# taz.de -- Grüne streiten über Koalitionen: Lieber die Roten oder die Schwarzen?
       
       > Wie halten es die Grünen mit Schwarz-Grün? Plötzlich ist der Streit
       > wieder da. Doch nach dem Eklat zwischen Cem Özdemir und Jürgen Trittin
       > wiegeln beide Seiten ab.
       
 (IMG) Bild: Da scheinen alle sehr unterschiedliche Gedanken zu haben.
       
       BERLIN taz | Es schien, als sei die Schwarz-Grün-Debatte bei den Grünen
       beendet. Selbst Renate Künast empfahl ihrer Partei nach dem Schock der
       verlorenen Berlin-Wahl, bei der sie mit einem Bündnis mit der CDU
       geliebäugelt hatte, dies künftig kategorisch auszuschließen. Die
       Grünen-Wähler bräuchten da „150 Prozent Klarheit“, sagte die bekehrte
       Realo-Frau im Herbst. Seitdem werden sie und andere Spitzengrüne nicht müde
       zu betonen, dass 2013 nur eine Koalition mit der SPD in Frage käme.
       
       Doch jetzt hat die Partei ihr Lieblingsthema neu entdeckt: Legen wir uns
       auf die SPD fest? Oder setzen wir auf Eigenständigkeit im Wahlkampf? Und
       machen wir’s zur Not mit der CDU?
       
       Im Zentrum der Debatte steht Cem Özdemir. Der Parteivorsitzende und Realo
       warb immer dafür, die Grünen nicht nur im linken Lager zu verorten, und ist
       stolz auf seine Kontakte zur Wirtschaft. Die grüne Eigenständigkeit sieht
       er als Argument für Rot-Grün: „Wir müssen als eigenständige Partei
       natürlich auch Wählerinnen und Wähler über das traditionelle rot-grüne
       Wechselwählerlager hinaus von unseren Inhalten überzeugen.“
       
       Özdemir sieht sich als Letzter, der diese Position im Bund vertritt –
       umgeben von lagerfixierten Rot-Grün-Fans. Denn neben Künast bekennen sich
       auch seine Co-Vorsitzende Claudia Roth, Fraktionschef Jürgen Trittin und
       Bundesgeschäftsführerin Steffi Lemke klar zur SPD. Sie halten das
       Offenhalten einer Koalition mit der CDU für fatal, weil die grüne Klientel
       dies übel nimmt.
       
       Özdemir wird von jungen Spitzengrünen in den Ländern unterstützt, die es
       leid sind, vom Wohlwollen der Sozialdemokraten abhängig zu sein. „Unsere
       Grünen wollen und sollten jeweils vor Ort entscheiden können, mit wem sie
       in der jeweiligen Situation am wirkungsvollsten grüne Inhalte umsetzen
       können“, findet Özdemir dazu.

Gegebene Daten:

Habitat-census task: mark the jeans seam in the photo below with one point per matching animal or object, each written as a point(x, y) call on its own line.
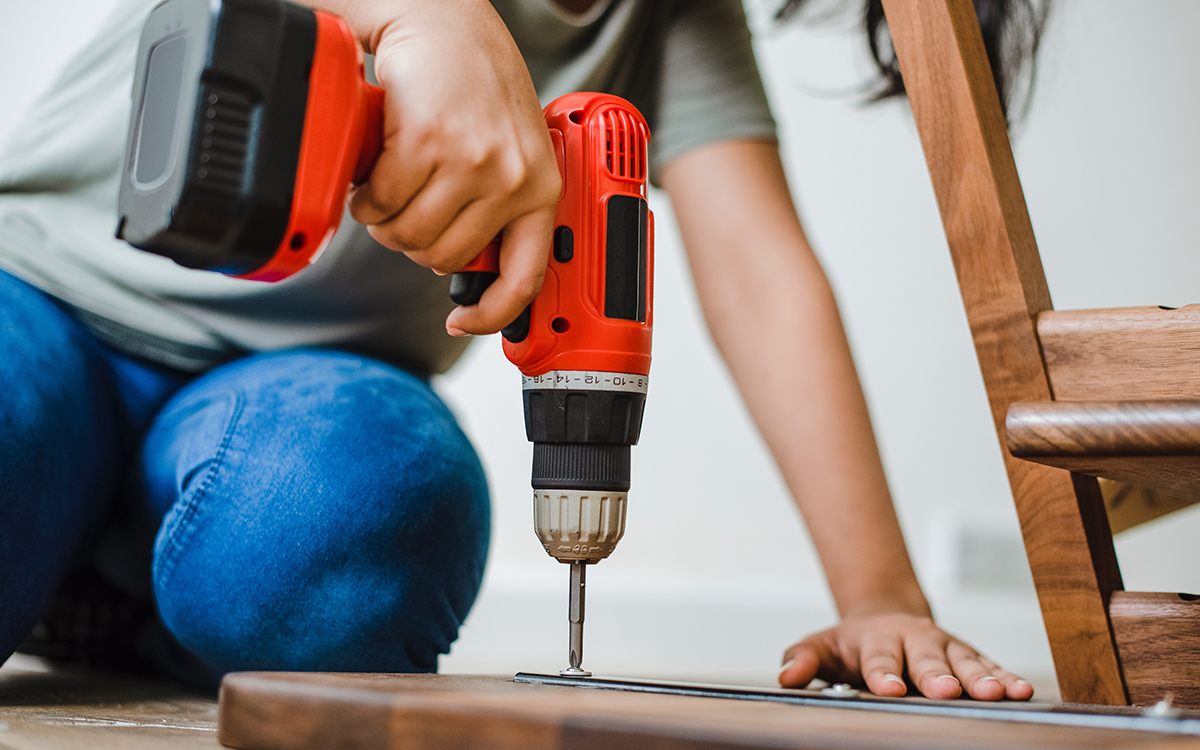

Aufgaben:
a: Bitte gib den Abschnitt des Dokuments von „Özdemir wird von“ bis „findet Özdemir dazu.“ wieder und benenne dabei „Sozialdemokraten“ in „SPD“ um.
b: Wie viel Klarheit bräuchten die Grünen-Wähler laut Renate Künast im Dokument?
Die Daten spielen hierfür keine Rolle.

Antworten:
a:
Özdemir wird von jungen Spitzengrünen in den Ländern unterstützt, die es
       leid sind, vom Wohlwollen der SPD abhängig zu sein. „Unsere
       Grünen wollen und sollten jeweils vor Ort entscheiden können, mit wem sie
       in der jeweiligen Situation am wirkungsvollsten grüne Inhalte umsetzen
       können“, findet Özdemir dazu.

b: 150 Prozent Klarheit.